GIVEN EXERCISE.
Leaving out the pictures, transcribe all of the records faithfully.

* begin *

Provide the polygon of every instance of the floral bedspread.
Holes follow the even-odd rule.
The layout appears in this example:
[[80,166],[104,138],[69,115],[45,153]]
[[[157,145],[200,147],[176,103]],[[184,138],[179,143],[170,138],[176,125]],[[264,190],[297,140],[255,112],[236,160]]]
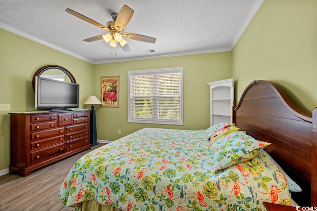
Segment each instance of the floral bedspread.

* end *

RESULT BELOW.
Provide the polygon of every instance of the floral bedspread.
Holes follow the even-odd rule.
The layout appears in this example:
[[80,166],[104,138],[69,115],[45,153]]
[[[157,145],[200,147],[176,103]],[[184,138],[179,143],[170,138],[176,125]],[[264,190],[297,140],[255,112],[236,160]]]
Segment each instance of the floral bedspread.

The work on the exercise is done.